BEGIN

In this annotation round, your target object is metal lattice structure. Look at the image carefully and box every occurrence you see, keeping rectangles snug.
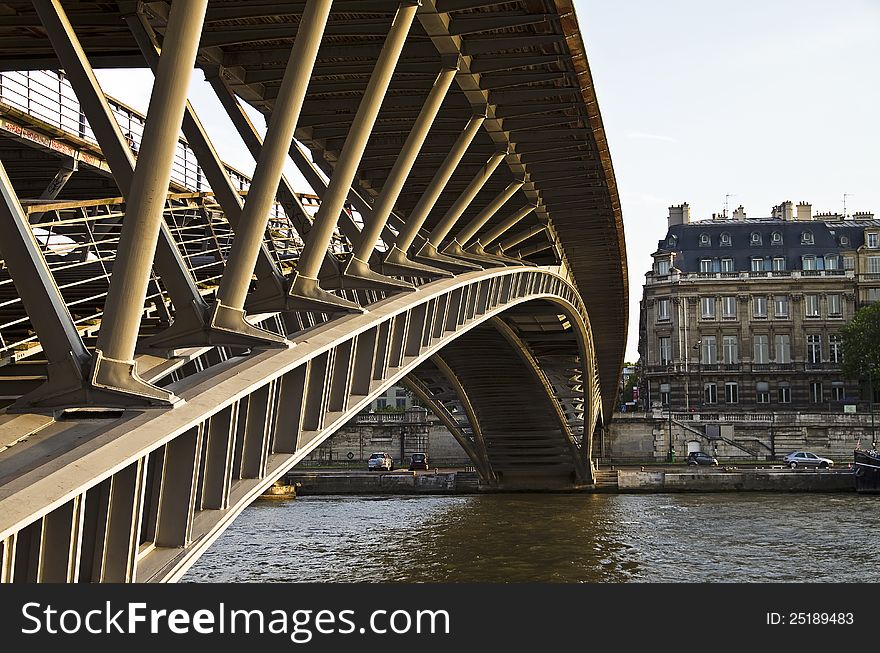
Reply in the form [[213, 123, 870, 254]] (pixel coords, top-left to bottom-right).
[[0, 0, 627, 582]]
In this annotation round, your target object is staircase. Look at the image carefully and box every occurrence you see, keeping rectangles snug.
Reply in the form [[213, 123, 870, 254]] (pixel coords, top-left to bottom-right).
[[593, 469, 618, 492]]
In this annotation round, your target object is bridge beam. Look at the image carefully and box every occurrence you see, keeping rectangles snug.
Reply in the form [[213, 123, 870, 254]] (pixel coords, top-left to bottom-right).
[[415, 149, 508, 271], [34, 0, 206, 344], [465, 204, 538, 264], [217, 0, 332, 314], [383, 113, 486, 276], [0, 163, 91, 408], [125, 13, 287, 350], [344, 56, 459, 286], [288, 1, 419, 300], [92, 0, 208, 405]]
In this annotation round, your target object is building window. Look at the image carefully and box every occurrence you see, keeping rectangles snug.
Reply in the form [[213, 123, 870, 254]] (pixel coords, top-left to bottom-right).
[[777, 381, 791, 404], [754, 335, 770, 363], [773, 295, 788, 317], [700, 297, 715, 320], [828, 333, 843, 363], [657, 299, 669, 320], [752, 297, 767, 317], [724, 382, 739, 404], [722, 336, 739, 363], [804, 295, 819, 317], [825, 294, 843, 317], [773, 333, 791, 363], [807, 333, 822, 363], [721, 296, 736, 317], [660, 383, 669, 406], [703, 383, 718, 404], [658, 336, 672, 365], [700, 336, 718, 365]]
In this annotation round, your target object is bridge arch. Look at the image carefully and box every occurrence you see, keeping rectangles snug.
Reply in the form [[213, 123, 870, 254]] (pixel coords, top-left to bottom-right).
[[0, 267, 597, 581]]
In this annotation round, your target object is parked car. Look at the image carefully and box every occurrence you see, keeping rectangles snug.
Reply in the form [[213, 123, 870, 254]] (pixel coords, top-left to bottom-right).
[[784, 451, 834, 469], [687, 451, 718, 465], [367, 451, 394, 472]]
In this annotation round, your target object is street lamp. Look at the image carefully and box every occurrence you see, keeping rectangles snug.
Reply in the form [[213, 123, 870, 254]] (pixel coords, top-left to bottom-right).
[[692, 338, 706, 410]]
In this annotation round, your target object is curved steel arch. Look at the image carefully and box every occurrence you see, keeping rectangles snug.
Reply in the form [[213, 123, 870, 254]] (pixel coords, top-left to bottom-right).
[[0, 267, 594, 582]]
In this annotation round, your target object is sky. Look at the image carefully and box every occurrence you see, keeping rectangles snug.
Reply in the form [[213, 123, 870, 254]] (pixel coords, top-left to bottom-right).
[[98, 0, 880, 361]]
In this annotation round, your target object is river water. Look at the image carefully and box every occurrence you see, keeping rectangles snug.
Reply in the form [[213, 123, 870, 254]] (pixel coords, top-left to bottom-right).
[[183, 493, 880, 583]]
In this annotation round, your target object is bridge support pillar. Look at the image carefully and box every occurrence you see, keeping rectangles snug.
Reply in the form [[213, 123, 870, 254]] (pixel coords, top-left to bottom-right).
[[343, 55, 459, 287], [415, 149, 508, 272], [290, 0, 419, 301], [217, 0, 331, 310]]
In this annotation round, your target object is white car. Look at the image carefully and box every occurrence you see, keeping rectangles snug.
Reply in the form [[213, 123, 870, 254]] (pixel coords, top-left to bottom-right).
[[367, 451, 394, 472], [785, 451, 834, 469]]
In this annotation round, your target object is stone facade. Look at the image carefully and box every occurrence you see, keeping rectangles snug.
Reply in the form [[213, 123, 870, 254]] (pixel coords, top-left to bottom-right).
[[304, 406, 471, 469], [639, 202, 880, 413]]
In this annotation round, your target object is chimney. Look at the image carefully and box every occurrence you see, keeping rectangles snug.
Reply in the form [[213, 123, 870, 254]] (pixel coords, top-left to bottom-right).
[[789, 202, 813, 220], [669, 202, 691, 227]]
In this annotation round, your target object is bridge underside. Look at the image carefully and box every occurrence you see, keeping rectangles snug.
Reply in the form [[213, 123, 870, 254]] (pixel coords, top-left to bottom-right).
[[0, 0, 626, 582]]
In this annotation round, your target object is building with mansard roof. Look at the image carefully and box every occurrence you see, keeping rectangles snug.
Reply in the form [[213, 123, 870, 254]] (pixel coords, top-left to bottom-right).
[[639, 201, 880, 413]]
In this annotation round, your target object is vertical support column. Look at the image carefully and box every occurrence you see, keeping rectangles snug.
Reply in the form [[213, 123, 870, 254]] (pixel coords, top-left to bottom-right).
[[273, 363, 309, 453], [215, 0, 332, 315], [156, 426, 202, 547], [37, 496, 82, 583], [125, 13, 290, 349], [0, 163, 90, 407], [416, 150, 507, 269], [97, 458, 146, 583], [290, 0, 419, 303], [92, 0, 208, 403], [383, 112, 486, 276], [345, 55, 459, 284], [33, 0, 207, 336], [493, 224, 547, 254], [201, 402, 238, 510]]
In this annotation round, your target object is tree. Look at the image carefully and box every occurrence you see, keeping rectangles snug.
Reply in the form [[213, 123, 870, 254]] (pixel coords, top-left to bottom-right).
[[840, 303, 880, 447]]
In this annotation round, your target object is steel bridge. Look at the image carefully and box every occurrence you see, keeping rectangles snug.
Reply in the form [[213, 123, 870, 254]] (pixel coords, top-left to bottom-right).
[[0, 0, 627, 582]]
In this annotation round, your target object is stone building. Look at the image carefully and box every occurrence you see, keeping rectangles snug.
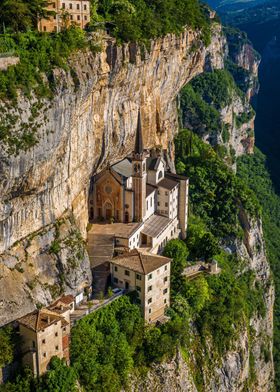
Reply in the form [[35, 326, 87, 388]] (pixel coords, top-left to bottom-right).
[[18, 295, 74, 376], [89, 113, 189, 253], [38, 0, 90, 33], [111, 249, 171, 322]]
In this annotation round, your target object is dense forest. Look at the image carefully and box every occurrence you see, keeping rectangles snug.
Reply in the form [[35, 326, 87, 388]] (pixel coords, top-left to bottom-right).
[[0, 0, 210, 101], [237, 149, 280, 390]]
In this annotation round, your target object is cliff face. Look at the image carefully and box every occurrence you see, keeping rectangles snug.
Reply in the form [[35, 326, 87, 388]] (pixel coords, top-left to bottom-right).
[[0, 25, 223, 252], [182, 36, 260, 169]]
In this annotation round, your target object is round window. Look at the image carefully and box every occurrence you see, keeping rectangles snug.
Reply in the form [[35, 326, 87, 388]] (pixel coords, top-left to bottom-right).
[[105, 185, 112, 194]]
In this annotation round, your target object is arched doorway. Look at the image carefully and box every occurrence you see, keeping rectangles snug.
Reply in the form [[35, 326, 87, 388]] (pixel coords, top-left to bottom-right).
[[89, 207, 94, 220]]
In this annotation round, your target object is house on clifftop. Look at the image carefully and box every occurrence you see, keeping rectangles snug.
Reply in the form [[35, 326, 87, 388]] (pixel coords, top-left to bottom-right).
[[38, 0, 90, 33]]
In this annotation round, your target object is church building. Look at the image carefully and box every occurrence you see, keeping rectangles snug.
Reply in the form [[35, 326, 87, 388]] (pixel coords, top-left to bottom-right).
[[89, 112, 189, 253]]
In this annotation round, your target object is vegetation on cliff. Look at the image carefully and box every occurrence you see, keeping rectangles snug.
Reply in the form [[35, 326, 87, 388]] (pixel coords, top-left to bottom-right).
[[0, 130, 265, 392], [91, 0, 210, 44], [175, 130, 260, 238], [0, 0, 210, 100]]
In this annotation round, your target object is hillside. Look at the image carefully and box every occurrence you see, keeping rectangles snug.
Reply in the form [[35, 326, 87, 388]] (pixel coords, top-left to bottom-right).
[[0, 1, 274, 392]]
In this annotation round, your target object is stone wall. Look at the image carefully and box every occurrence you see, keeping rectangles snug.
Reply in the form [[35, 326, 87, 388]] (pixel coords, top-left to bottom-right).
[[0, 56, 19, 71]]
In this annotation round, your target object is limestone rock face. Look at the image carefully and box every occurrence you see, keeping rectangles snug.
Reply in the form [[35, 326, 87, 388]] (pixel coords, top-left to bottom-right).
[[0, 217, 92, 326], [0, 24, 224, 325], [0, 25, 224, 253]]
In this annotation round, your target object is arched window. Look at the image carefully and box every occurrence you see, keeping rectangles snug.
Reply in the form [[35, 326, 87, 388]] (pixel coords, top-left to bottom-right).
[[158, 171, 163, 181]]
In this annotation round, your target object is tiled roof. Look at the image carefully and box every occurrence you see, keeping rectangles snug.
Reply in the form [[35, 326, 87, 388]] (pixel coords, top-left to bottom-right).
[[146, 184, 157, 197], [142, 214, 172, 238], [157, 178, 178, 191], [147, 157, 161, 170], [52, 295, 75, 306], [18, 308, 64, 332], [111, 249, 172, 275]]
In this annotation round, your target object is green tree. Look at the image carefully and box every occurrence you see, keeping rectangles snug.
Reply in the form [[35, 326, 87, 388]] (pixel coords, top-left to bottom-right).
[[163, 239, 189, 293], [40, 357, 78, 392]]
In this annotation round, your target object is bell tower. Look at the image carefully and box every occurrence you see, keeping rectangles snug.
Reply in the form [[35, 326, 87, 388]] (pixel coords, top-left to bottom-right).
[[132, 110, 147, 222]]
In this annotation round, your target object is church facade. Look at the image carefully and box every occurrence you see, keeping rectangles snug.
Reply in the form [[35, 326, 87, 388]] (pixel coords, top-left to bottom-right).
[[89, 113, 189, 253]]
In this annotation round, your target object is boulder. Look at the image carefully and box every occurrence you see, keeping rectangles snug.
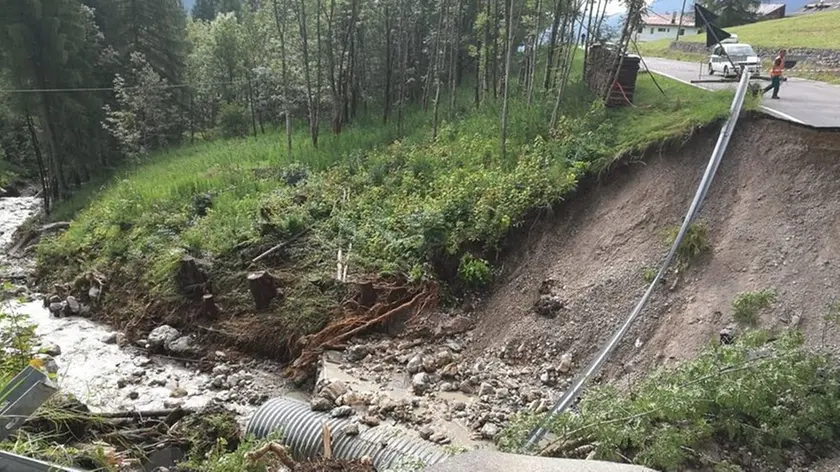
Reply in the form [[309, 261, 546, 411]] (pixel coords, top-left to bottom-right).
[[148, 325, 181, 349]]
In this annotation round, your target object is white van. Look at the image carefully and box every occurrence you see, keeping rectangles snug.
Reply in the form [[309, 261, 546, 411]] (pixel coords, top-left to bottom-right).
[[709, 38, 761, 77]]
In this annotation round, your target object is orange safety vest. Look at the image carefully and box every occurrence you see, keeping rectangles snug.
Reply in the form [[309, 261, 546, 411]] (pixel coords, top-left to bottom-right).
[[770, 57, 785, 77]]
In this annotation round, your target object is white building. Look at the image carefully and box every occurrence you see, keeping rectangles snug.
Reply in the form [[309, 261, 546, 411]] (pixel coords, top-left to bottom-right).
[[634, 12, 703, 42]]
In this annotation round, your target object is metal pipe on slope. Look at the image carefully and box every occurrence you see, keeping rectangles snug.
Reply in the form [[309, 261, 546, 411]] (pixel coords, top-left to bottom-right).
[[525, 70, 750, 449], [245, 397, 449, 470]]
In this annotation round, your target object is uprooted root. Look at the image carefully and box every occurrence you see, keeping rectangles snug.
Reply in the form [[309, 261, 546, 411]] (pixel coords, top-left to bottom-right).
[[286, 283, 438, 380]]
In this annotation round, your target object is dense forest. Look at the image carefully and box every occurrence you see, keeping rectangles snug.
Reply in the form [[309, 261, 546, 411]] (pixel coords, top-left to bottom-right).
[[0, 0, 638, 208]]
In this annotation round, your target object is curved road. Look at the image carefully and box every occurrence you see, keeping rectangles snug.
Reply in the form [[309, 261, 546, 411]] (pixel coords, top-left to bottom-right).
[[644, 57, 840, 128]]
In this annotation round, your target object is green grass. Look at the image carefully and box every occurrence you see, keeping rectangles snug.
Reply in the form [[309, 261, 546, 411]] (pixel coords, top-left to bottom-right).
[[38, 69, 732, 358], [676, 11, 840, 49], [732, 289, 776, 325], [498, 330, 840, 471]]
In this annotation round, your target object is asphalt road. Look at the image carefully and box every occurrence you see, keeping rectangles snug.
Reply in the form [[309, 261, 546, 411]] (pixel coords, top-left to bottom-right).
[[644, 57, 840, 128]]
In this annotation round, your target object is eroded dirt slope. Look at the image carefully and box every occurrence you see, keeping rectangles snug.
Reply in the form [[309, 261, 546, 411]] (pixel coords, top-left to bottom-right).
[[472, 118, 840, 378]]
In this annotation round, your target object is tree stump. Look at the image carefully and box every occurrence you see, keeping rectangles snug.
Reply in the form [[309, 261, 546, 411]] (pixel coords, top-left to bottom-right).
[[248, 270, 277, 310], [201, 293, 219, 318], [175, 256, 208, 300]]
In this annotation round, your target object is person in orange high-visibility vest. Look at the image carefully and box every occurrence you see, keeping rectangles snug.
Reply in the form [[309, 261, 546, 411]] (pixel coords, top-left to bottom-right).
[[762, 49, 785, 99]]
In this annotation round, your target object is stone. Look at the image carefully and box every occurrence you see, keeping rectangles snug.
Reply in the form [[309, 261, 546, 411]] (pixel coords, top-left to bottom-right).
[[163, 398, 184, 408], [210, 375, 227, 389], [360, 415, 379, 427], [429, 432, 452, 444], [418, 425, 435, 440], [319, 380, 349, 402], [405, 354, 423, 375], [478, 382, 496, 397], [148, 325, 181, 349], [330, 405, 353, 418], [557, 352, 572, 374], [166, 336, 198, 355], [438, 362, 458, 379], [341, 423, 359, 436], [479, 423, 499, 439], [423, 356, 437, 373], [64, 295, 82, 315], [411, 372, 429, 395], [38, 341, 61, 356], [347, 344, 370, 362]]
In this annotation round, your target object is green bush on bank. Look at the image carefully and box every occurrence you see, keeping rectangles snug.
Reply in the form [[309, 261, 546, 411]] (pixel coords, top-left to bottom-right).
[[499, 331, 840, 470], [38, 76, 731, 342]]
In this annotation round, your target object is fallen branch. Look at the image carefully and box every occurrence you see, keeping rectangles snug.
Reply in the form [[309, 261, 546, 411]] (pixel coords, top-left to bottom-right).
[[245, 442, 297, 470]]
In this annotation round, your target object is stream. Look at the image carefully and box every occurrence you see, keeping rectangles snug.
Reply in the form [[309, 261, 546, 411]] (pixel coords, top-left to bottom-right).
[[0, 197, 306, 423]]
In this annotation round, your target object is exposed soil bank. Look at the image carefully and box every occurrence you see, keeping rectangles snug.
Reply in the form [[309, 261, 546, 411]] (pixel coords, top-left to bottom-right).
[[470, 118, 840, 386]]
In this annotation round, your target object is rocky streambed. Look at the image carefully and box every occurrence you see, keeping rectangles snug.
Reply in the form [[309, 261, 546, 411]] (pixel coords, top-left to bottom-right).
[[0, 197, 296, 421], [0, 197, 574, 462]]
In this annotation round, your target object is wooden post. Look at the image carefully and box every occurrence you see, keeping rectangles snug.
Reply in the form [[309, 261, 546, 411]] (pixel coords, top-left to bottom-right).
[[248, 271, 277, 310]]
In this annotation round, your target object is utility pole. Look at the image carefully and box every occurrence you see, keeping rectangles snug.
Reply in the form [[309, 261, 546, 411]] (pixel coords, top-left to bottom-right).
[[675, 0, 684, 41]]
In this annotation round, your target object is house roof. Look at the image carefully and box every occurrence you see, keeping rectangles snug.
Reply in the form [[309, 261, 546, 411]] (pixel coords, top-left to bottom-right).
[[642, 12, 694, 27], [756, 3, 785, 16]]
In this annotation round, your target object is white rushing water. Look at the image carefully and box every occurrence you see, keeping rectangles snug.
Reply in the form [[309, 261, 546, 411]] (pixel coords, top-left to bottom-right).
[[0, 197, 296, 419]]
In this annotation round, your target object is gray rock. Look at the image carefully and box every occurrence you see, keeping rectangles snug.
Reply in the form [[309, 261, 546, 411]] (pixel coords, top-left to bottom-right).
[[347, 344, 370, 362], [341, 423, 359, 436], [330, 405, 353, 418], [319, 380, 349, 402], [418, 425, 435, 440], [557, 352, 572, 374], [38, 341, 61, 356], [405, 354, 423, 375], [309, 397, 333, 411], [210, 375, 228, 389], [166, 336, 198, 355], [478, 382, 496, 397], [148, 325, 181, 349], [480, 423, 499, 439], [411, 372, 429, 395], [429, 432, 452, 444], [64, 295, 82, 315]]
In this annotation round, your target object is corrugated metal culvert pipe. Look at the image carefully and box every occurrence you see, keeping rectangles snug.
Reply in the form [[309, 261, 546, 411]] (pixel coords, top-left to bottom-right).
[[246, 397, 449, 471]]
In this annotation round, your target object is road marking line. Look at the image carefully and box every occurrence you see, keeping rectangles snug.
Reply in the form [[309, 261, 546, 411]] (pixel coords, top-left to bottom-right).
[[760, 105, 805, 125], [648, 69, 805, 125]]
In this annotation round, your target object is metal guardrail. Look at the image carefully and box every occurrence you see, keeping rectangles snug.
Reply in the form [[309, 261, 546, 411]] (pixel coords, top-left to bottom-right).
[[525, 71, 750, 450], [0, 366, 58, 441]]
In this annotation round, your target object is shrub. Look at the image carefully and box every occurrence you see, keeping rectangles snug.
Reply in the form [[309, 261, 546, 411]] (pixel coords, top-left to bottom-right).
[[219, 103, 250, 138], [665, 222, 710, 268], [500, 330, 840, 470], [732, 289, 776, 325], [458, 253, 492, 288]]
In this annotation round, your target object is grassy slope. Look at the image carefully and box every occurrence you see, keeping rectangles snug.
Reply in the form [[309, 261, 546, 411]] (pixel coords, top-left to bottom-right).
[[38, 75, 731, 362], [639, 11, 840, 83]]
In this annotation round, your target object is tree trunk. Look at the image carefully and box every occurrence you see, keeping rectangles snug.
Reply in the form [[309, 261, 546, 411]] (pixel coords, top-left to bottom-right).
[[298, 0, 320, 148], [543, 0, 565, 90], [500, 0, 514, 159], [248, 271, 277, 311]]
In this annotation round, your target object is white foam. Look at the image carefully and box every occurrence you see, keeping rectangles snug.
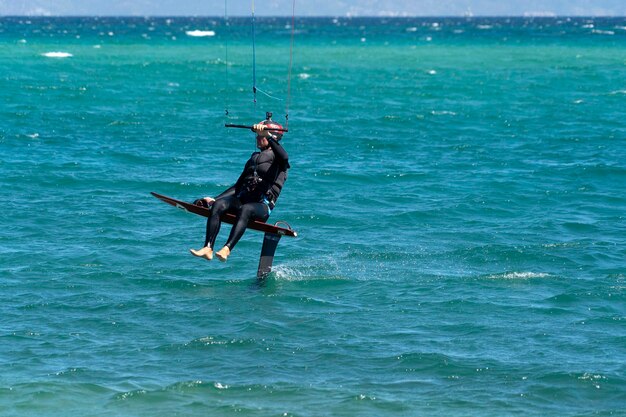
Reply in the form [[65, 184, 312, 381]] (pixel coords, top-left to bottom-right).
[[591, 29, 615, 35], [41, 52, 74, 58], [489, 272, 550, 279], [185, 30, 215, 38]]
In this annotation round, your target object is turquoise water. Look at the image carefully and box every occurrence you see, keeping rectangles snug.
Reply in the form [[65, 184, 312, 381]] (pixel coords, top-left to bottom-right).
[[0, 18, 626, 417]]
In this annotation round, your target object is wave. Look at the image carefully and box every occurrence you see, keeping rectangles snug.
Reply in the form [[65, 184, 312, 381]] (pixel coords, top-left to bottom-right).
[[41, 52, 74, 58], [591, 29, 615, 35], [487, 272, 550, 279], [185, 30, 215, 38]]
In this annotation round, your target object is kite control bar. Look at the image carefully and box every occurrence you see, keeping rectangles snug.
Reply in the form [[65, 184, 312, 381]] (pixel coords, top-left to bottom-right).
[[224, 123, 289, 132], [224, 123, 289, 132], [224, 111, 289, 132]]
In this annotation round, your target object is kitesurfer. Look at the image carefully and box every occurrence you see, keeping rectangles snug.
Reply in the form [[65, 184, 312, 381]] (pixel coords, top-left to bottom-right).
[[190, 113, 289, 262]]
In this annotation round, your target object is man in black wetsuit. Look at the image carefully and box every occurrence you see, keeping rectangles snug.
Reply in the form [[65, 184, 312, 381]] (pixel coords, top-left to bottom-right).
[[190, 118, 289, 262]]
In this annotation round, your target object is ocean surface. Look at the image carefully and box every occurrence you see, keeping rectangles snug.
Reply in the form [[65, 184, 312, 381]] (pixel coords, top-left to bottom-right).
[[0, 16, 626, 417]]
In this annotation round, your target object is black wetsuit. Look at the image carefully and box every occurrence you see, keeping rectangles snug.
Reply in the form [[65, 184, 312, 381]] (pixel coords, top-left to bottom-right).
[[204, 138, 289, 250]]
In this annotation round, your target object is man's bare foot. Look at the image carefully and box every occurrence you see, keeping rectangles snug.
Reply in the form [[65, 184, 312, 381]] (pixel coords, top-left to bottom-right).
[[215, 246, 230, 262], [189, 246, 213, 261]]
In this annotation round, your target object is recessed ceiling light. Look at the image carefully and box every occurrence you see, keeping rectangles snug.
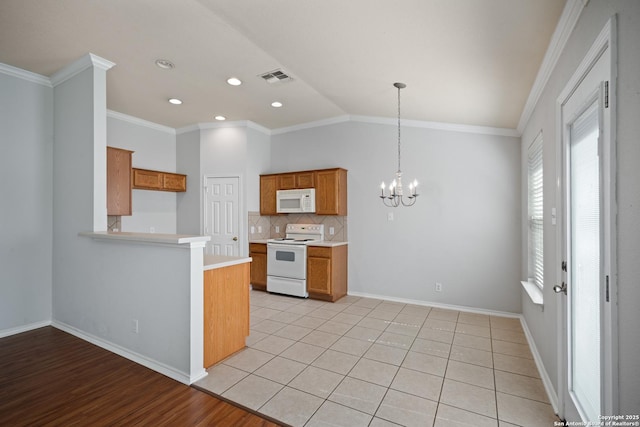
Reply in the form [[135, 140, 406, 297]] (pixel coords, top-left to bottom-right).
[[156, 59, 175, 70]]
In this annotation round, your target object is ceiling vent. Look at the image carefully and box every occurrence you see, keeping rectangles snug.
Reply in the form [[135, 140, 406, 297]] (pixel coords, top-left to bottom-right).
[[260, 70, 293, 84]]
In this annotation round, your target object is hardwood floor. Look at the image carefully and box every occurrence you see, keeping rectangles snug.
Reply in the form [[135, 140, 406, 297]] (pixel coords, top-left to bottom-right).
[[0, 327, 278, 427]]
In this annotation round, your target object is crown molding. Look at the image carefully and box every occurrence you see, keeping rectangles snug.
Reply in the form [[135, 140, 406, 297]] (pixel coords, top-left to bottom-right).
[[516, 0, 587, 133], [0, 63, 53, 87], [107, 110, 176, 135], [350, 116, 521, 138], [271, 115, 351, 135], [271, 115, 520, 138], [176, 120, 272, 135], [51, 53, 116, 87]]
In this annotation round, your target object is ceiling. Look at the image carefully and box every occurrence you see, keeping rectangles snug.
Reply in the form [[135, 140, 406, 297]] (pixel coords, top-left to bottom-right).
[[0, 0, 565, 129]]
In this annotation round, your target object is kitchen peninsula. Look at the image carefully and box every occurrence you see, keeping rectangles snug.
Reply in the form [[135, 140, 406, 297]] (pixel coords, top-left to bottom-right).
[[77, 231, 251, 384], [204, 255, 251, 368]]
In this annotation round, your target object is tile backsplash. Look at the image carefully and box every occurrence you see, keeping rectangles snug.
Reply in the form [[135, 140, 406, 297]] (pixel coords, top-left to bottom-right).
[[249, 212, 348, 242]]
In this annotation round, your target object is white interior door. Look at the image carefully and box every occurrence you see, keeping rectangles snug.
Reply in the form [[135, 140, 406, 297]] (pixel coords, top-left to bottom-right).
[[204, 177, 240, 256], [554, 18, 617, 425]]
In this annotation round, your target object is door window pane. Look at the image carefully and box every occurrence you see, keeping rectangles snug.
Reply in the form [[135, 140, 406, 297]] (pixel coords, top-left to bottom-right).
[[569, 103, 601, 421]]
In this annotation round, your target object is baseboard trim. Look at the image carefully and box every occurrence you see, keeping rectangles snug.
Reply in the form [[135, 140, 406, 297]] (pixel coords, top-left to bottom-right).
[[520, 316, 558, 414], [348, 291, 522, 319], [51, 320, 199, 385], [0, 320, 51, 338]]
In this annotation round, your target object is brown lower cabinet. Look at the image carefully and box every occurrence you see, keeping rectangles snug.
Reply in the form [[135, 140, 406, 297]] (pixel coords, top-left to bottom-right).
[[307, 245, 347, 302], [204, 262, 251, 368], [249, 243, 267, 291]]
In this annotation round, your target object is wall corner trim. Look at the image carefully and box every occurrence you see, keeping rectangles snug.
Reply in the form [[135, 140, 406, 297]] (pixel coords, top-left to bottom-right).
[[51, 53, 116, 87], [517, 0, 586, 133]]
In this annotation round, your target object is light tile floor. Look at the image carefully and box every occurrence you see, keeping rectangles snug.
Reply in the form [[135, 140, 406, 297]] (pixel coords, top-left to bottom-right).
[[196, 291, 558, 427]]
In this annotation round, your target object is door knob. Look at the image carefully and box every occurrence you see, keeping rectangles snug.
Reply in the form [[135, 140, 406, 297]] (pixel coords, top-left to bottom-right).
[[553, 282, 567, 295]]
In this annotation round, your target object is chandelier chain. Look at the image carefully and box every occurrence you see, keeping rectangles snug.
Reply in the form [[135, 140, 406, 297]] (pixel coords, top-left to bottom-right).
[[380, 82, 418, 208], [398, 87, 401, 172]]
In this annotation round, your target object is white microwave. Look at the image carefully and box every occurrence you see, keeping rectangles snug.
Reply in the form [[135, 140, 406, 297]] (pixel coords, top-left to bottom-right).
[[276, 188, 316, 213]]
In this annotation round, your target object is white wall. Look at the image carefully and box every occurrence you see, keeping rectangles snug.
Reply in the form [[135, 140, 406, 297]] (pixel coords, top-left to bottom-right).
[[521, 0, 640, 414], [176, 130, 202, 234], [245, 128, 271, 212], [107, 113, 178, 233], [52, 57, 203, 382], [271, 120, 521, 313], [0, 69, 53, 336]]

END

__Set problem__. Retype the lines of the records that run from the one containing "In this annotation round, your target object is white interior" to the one containing "[[204, 177, 240, 256], [554, 18, 617, 425]]", keeping both of those lines and nothing else, and make no changes.

__Full response__.
In this annotation round, your target object is white interior door. Look at the image carefully and box every occurrence you see, keeping rectangles snug.
Reply in the form [[135, 140, 406, 297]] (pixel coords, top-left to bottom-right).
[[204, 177, 240, 256], [554, 18, 617, 425]]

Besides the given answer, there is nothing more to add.